» WRITTEN TASK:
Please copy out, word for word, the lines of the listing below, beginning with the line that contains "the rocky cliff" and continuing through the line that contains "[[211, 83], [51, 51]]".

» DATASET ENTRIES:
★ ★ ★ ★ ★ ★ ★
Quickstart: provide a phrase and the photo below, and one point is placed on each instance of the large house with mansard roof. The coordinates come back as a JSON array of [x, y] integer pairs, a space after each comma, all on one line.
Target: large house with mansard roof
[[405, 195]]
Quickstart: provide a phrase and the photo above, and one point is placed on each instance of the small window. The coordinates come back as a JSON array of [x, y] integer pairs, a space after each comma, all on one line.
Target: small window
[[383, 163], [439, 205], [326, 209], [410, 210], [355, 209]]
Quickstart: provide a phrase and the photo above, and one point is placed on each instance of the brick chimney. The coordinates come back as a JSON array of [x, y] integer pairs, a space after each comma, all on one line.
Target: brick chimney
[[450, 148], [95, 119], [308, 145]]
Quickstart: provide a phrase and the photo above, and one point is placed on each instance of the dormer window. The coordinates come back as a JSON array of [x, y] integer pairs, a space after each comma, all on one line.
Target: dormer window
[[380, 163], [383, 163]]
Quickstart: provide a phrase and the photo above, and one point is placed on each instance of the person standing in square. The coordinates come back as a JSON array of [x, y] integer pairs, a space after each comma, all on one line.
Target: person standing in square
★ ★ ★ ★ ★ ★ ★
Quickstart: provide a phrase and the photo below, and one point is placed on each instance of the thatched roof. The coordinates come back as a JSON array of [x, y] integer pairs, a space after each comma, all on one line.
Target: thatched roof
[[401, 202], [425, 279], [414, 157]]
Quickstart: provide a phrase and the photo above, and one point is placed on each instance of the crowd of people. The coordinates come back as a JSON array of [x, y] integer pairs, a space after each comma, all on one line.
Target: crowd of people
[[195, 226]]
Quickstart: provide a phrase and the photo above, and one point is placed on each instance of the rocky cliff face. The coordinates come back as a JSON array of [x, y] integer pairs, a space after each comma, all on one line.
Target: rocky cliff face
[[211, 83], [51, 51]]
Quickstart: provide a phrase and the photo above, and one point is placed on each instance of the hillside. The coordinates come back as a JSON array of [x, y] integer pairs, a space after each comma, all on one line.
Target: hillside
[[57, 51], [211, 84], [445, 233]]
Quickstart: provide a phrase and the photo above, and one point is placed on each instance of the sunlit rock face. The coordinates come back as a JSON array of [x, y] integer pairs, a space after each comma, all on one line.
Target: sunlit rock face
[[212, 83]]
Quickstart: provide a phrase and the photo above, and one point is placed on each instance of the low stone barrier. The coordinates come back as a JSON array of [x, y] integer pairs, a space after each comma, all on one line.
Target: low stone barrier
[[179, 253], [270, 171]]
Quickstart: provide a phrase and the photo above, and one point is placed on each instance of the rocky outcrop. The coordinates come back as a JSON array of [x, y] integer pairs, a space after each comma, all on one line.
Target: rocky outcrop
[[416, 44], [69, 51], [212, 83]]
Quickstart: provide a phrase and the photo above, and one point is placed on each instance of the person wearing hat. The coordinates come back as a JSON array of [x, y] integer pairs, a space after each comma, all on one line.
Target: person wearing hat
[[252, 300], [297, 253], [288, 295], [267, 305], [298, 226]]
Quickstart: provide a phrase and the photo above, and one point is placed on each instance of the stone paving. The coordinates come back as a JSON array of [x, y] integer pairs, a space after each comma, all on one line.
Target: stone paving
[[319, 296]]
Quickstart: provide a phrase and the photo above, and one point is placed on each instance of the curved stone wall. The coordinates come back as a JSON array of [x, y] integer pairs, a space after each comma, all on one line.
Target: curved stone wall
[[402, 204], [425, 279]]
★ ★ ★ ★ ★ ★ ★
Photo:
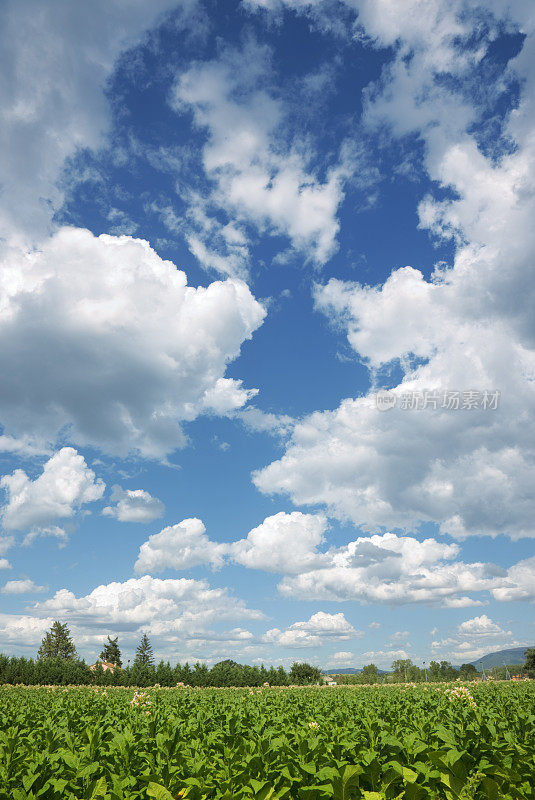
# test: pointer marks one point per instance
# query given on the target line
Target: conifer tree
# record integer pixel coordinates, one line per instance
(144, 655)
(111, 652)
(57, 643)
★ ★ ★ ★ ★ ★ ★
» THE COMPLETED TASK:
Quickstart: provide a phrase and the photo above, and one point is placed on each instance of the rocky cliff face. The coordinates come back as a JSON array of [x, y] integer pairs, a space after each comma, all on one line.
Target: rocky cliff face
[[211, 83], [51, 51]]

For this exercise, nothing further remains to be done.